# Aim
Could you render the data below as a numbered list, one line per item, skipping blank lines and leaving out the pictures?

# Information supplied

________________________

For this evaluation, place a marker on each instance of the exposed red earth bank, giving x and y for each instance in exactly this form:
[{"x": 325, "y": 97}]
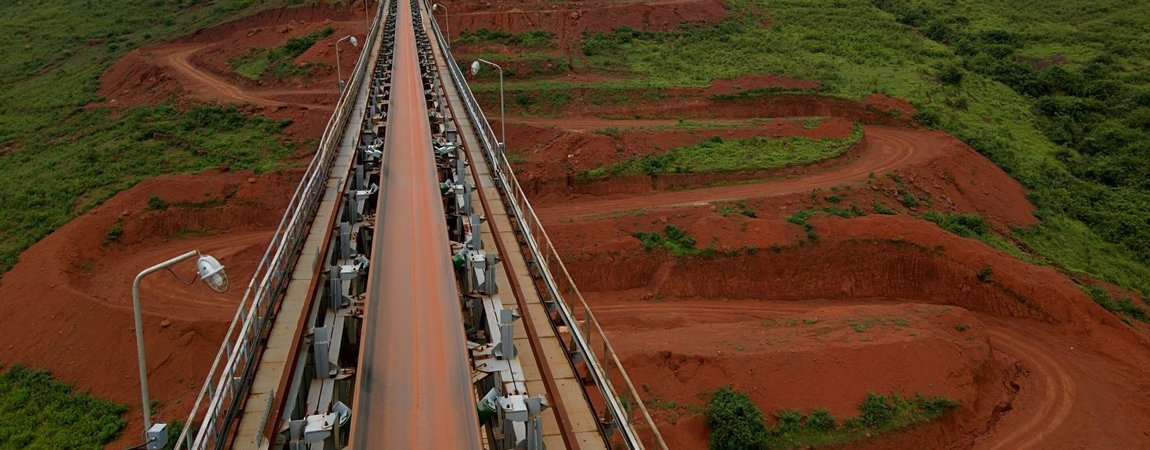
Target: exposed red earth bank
[
  {"x": 1033, "y": 360},
  {"x": 67, "y": 303},
  {"x": 879, "y": 303}
]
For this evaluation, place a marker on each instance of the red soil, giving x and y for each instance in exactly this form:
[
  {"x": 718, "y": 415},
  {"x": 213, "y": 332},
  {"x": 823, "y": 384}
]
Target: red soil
[
  {"x": 1035, "y": 352},
  {"x": 556, "y": 153},
  {"x": 572, "y": 18},
  {"x": 752, "y": 82},
  {"x": 937, "y": 164},
  {"x": 196, "y": 68},
  {"x": 1025, "y": 351},
  {"x": 78, "y": 287}
]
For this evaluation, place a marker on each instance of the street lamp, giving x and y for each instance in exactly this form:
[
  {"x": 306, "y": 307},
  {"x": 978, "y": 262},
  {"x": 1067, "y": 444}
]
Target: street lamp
[
  {"x": 213, "y": 274},
  {"x": 503, "y": 123},
  {"x": 339, "y": 73},
  {"x": 367, "y": 18},
  {"x": 446, "y": 18}
]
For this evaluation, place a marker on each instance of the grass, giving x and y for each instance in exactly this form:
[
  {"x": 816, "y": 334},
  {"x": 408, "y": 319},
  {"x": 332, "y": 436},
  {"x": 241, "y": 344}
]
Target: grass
[
  {"x": 280, "y": 61},
  {"x": 1124, "y": 307},
  {"x": 527, "y": 39},
  {"x": 59, "y": 158},
  {"x": 673, "y": 239},
  {"x": 736, "y": 422},
  {"x": 736, "y": 207},
  {"x": 975, "y": 227},
  {"x": 802, "y": 218},
  {"x": 1076, "y": 151},
  {"x": 715, "y": 154},
  {"x": 38, "y": 412}
]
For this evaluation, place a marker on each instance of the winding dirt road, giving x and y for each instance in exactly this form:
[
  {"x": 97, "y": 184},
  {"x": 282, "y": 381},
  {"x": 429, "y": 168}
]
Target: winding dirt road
[
  {"x": 204, "y": 84},
  {"x": 886, "y": 149}
]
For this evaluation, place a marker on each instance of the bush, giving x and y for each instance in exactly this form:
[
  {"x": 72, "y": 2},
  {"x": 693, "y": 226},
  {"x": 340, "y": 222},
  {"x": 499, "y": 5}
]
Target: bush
[
  {"x": 876, "y": 410},
  {"x": 735, "y": 421},
  {"x": 972, "y": 226},
  {"x": 984, "y": 274},
  {"x": 820, "y": 420},
  {"x": 156, "y": 204},
  {"x": 38, "y": 412},
  {"x": 114, "y": 234}
]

________________________

# Solved exercise
1. For this evaluation, place a marker on each instance of the exposed red earth bank, giving x and y for each instance in exactly this form:
2. [{"x": 325, "y": 97}]
3. Target: exposed red earth bank
4. [
5.   {"x": 1033, "y": 360},
6.   {"x": 67, "y": 303},
7.   {"x": 879, "y": 303}
8. ]
9. For this evaluation, place a marker on each instance of the red soil, giving x and y for each instance in exactly this form:
10. [
11.   {"x": 718, "y": 415},
12.   {"x": 213, "y": 332},
13.   {"x": 823, "y": 384}
14. ]
15. Target: red soil
16. [
17.   {"x": 1035, "y": 352},
18.   {"x": 556, "y": 153},
19.   {"x": 572, "y": 18},
20.   {"x": 752, "y": 82},
21.   {"x": 937, "y": 164},
22.   {"x": 196, "y": 68},
23.   {"x": 1025, "y": 351},
24.   {"x": 78, "y": 287}
25. ]
26. For this evaluation, place a marker on each instance of the street lamp, giving x and y for each instance in exactly this form:
27. [
28.   {"x": 306, "y": 307},
29.   {"x": 978, "y": 262},
30.   {"x": 1067, "y": 444}
31. ]
32. Target: street lamp
33. [
34.   {"x": 213, "y": 274},
35.   {"x": 503, "y": 123},
36.   {"x": 339, "y": 73},
37.   {"x": 367, "y": 18},
38.   {"x": 446, "y": 18}
39. ]
40. For this evaluation, place a marker on each instance of the grass, giving x and y for each instance in exactly this form:
41. [
42.   {"x": 816, "y": 334},
43.   {"x": 408, "y": 319},
44.   {"x": 332, "y": 436},
45.   {"x": 241, "y": 344}
46. ]
47. Target: grass
48. [
49.   {"x": 280, "y": 61},
50.   {"x": 1124, "y": 307},
51.   {"x": 527, "y": 39},
52.   {"x": 59, "y": 158},
53.   {"x": 673, "y": 239},
54.   {"x": 736, "y": 422},
55.   {"x": 736, "y": 207},
56.   {"x": 975, "y": 227},
57.   {"x": 802, "y": 218},
58.   {"x": 1076, "y": 151},
59.   {"x": 715, "y": 154},
60.   {"x": 38, "y": 412}
61. ]
62. For this evaluation, place a marker on each instance of the winding dirt road, giving x and y for each instance in exactly this form:
63. [
64.   {"x": 97, "y": 184},
65.   {"x": 282, "y": 381},
66.   {"x": 429, "y": 168}
67. ]
68. Target: winding dirt road
69. [
70.   {"x": 204, "y": 84},
71.   {"x": 886, "y": 149}
72. ]
73. For this evaluation, place a marker on each instance of the bush, giving x and y for each instance in exactly this form:
74. [
75.   {"x": 72, "y": 2},
76.   {"x": 693, "y": 226},
77.   {"x": 340, "y": 222},
78.   {"x": 499, "y": 5}
79. ]
80. Target: bush
81. [
82.   {"x": 876, "y": 410},
83.   {"x": 735, "y": 421},
84.   {"x": 972, "y": 226},
85.   {"x": 984, "y": 274},
86.   {"x": 820, "y": 420},
87.   {"x": 156, "y": 204},
88.   {"x": 38, "y": 412},
89.   {"x": 114, "y": 234}
90. ]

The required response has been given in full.